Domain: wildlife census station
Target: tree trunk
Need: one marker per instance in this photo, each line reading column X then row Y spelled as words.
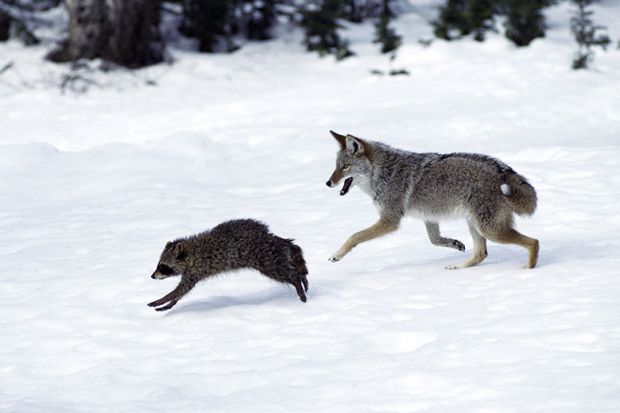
column 124, row 32
column 5, row 26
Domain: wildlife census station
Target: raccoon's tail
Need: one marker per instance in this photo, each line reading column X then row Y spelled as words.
column 520, row 194
column 298, row 258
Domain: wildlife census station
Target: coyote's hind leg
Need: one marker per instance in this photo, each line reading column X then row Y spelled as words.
column 432, row 229
column 511, row 236
column 480, row 249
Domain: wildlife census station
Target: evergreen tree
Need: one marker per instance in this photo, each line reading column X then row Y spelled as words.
column 320, row 22
column 257, row 18
column 122, row 32
column 384, row 34
column 5, row 26
column 461, row 17
column 210, row 22
column 586, row 34
column 525, row 20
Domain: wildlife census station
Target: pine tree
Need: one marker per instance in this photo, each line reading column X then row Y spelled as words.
column 210, row 22
column 384, row 34
column 586, row 34
column 462, row 17
column 122, row 32
column 257, row 18
column 320, row 22
column 525, row 20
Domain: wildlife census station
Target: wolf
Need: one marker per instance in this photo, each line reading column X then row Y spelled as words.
column 432, row 186
column 242, row 243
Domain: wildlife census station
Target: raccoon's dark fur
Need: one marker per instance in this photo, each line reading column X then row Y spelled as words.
column 236, row 244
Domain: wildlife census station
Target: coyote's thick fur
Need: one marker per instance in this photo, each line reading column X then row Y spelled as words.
column 481, row 189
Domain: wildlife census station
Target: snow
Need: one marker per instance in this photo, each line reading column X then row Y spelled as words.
column 94, row 184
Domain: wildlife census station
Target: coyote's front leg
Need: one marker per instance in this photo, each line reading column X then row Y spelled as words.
column 381, row 227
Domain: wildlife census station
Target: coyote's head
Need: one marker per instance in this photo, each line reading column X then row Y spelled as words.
column 172, row 261
column 352, row 161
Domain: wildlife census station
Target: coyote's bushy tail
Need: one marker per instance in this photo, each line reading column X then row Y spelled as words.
column 520, row 194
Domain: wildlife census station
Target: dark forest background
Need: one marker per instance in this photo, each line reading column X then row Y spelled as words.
column 127, row 32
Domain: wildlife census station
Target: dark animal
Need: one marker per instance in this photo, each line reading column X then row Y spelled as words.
column 232, row 245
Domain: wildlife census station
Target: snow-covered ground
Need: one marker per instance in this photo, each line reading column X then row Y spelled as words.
column 93, row 185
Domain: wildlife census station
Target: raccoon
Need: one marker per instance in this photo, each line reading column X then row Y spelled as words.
column 243, row 243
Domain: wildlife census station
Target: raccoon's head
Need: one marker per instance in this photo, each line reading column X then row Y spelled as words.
column 172, row 261
column 351, row 161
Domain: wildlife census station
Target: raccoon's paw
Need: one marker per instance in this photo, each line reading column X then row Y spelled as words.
column 457, row 245
column 335, row 258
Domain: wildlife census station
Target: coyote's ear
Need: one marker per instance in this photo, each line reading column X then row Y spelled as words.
column 340, row 138
column 354, row 146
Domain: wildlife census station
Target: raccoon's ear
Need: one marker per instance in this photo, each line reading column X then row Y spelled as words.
column 354, row 146
column 340, row 138
column 181, row 255
column 179, row 251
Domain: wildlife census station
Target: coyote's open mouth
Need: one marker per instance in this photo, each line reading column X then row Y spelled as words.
column 346, row 186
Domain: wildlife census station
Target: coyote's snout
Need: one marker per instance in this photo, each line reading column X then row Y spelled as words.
column 481, row 189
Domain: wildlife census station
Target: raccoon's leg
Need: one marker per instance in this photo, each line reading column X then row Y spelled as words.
column 480, row 249
column 381, row 227
column 511, row 236
column 300, row 290
column 432, row 229
column 175, row 295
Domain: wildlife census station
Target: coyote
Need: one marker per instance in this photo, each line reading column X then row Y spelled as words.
column 432, row 186
column 243, row 243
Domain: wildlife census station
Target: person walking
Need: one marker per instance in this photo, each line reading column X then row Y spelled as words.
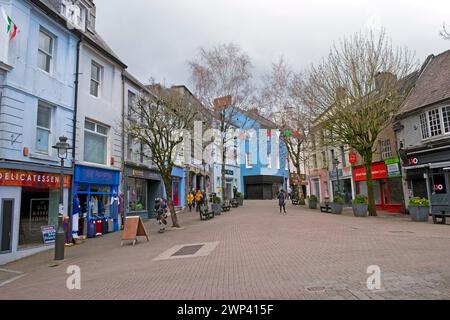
column 190, row 201
column 198, row 199
column 282, row 201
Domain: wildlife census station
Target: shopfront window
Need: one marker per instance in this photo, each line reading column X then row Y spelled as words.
column 39, row 208
column 438, row 187
column 137, row 194
column 395, row 191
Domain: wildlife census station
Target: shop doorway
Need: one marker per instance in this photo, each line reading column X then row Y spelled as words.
column 34, row 214
column 6, row 220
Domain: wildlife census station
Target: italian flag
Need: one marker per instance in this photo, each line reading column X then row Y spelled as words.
column 11, row 27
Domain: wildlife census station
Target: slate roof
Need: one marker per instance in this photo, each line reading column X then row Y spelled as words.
column 432, row 85
column 53, row 7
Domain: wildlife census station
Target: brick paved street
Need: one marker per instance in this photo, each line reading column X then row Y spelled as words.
column 253, row 253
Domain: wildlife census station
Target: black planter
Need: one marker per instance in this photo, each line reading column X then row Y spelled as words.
column 312, row 204
column 361, row 210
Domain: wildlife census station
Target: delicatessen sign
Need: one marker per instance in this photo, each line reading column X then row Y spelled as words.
column 12, row 177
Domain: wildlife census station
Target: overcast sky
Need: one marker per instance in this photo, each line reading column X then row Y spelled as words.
column 156, row 38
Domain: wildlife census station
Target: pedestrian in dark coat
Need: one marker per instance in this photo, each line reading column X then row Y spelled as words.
column 282, row 201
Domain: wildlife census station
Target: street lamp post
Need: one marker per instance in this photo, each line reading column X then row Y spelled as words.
column 62, row 147
column 336, row 164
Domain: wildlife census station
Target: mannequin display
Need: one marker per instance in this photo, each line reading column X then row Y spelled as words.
column 94, row 206
column 115, row 210
column 76, row 216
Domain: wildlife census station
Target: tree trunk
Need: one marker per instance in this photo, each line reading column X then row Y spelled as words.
column 173, row 215
column 370, row 190
column 224, row 181
column 300, row 187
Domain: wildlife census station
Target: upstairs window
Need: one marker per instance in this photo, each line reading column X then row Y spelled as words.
column 43, row 128
column 386, row 150
column 45, row 51
column 435, row 122
column 96, row 72
column 95, row 142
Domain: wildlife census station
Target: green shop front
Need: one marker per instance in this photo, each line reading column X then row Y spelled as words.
column 142, row 187
column 387, row 181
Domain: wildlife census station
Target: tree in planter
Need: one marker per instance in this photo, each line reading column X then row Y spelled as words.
column 223, row 72
column 159, row 119
column 356, row 92
column 280, row 100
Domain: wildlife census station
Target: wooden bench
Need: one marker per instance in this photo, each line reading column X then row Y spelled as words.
column 440, row 215
column 234, row 203
column 226, row 206
column 325, row 207
column 205, row 214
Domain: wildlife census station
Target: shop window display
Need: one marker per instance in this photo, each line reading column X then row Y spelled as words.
column 137, row 194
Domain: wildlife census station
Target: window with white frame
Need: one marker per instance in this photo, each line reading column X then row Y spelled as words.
column 248, row 160
column 45, row 50
column 96, row 73
column 424, row 126
column 386, row 150
column 435, row 122
column 43, row 131
column 315, row 164
column 131, row 101
column 95, row 142
column 446, row 118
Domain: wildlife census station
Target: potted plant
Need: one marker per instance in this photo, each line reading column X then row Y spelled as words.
column 312, row 201
column 240, row 198
column 419, row 209
column 216, row 206
column 338, row 205
column 360, row 206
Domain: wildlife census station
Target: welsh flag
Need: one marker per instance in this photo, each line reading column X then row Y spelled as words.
column 11, row 27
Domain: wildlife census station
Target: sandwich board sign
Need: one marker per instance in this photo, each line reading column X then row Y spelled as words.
column 48, row 234
column 133, row 229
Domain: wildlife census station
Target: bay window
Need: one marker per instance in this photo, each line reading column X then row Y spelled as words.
column 435, row 122
column 95, row 142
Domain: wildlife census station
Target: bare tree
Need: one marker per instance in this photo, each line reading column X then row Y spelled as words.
column 223, row 71
column 444, row 33
column 160, row 119
column 280, row 99
column 357, row 90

▸ **Exercise aim**
List every line of the records that contains the string "snow", copying each line in full. Case counts.

▸ **Complete response**
Target: snow
Target: snow-covered ground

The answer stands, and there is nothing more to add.